──────── SELECTED EXCERPT

Bad coding is infinitely worse than a “bad” language.
I don’t know how many of you are musicians, but many people are surprised to find that the tone quality of a guitar has way more to do with the person playing it than the way it was built.
Bad languages, more than anything else, frustrate your expectations and encourage developers to do things that are difficult to maintain. Sure, a great basketball player can dribble with gloves on his hands, but he’s making the task harder on himself, and anyone who’s less than great is less likely to be able to hold on to the ball at all in that case.
What do you mean "the type of strings"? In pretty much every programming language, String is one of the most fundamental types. There's no "different types of string".
(yes, this is a joke, a bad one at that. badum tish)
there's String, string, std::string, and the satanic *char. Just like there's Slinky, Super Slinky, Extra Slinky, Heavy, and Pro. Nickel-wound (ref counted), steel wound (raw array), and classical nylon (a fucking pointer).
lol, those would be raw pointers as well but at the asm level with registers. Joking aside, gut strings are extremely rare outside professionals. I’m not surprised to see it mentioned with this crowd. Cheers for tickling this music nerds interests.
Can confirm. judyrecords is built on a near framework-less monolith in PHP + 2 search servers. Searches complete within 100 milliseconds and SRPs return in less than 15 milliseconds on average. Runs a trimmed down version of CodeIgniter 2 (released in 2012) updated to run on PHP 8.2. Still got the CI 2 profiler.

────────────────

[WHAT THE TASK ASKS]: Reproduce the discussion above about bad coding versus bad languages in full, word for word.

──────── DATA EXCERPTS

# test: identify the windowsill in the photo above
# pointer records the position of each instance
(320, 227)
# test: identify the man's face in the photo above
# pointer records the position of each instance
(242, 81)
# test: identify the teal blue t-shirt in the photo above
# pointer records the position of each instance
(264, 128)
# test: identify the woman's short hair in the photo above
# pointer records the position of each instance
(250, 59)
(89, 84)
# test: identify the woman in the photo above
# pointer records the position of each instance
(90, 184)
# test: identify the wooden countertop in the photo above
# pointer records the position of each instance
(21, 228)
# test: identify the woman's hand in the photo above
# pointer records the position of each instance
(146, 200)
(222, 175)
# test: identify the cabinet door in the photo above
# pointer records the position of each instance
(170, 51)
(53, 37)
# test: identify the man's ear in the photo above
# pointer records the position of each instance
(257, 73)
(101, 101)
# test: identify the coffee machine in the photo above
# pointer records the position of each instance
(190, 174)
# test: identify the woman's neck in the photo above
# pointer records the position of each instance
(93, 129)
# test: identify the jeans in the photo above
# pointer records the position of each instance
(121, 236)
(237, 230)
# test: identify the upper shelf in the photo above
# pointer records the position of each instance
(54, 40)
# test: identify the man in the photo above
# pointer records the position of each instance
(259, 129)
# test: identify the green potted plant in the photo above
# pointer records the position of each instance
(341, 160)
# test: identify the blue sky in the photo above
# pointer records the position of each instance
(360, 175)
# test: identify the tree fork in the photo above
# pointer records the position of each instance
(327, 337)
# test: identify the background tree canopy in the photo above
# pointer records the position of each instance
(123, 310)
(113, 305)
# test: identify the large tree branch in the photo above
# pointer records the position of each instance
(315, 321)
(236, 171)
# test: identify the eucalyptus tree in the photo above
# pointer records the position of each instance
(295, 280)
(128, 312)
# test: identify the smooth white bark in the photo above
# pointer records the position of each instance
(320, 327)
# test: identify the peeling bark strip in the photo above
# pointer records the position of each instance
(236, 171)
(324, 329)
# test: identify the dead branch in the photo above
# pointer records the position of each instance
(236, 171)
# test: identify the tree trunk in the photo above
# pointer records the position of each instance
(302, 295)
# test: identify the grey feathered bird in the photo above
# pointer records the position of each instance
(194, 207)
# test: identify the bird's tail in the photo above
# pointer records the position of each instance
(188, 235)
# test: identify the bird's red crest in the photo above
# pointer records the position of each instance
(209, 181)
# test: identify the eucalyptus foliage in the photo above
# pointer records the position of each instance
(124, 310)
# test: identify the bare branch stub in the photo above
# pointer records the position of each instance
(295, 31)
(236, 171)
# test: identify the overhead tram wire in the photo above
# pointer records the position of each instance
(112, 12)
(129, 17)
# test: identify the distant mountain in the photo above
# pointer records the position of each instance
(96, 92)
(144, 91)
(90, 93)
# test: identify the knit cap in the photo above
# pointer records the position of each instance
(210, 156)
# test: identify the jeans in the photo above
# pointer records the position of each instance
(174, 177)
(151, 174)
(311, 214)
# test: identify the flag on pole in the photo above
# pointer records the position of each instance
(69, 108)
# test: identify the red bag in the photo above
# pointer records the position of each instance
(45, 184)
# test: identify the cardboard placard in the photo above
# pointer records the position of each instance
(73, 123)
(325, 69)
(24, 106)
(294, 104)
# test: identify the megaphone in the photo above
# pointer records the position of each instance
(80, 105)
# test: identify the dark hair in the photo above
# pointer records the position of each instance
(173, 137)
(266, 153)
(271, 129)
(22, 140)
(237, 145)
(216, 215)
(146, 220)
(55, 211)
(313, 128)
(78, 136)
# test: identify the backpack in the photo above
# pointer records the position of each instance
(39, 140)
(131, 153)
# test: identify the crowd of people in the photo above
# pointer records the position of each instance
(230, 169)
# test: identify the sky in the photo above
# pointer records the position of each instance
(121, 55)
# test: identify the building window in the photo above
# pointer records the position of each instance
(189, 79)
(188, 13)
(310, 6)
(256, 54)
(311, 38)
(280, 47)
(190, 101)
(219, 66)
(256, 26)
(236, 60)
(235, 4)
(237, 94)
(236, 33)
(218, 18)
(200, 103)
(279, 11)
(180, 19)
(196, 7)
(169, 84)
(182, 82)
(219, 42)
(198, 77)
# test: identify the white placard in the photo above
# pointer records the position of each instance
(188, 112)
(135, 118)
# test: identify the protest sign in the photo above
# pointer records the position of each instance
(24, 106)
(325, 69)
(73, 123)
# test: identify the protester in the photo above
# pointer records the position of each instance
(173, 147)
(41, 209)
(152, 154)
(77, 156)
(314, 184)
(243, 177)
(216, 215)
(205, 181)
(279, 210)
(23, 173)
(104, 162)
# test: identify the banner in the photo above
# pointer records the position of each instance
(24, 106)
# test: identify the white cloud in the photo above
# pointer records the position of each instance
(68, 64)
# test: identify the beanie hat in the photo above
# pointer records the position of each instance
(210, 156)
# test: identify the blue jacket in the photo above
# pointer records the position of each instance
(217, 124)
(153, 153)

────────────────

[WRITTEN SOLUTION]:
Bad coding is infinitely worse than a “bad” language.
I don’t know how many of you are musicians, but many people are surprised to find that the tone quality of a guitar has way more to do with the person playing it than the way it was built.
Bad languages, more than anything else, frustrate your expectations and encourage developers to do things that are difficult to maintain. Sure, a great basketball player can dribble with gloves on his hands, but he’s making the task harder on himself, and anyone who’s less than great is less likely to be able to hold on to the ball at all in that case.
What do you mean "the type of strings"? In pretty much every programming language, String is one of the most fundamental types. There's no "different types of string".
(yes, this is a joke, a bad one at that. badum tish)
there's String, string, std::string, and the satanic *char. Just like there's Slinky, Super Slinky, Extra Slinky, Heavy, and Pro. Nickel-wound (ref counted), steel wound (raw array), and classical nylon (a fucking pointer).
lol, those would be raw pointers as well but at the asm level with registers. Joking aside, gut strings are extremely rare outside professionals. I’m not surprised to see it mentioned with this crowd. Cheers for tickling this music nerds interests.
Can confirm. judyrecords is built on a near framework-less monolith in PHP + 2 search servers. Searches complete within 100 milliseconds and SRPs return in less than 15 milliseconds on average. Runs a trimmed down version of CodeIgniter 2 (released in 2012) updated to run on PHP 8.2. Still got the CI 2 profiler.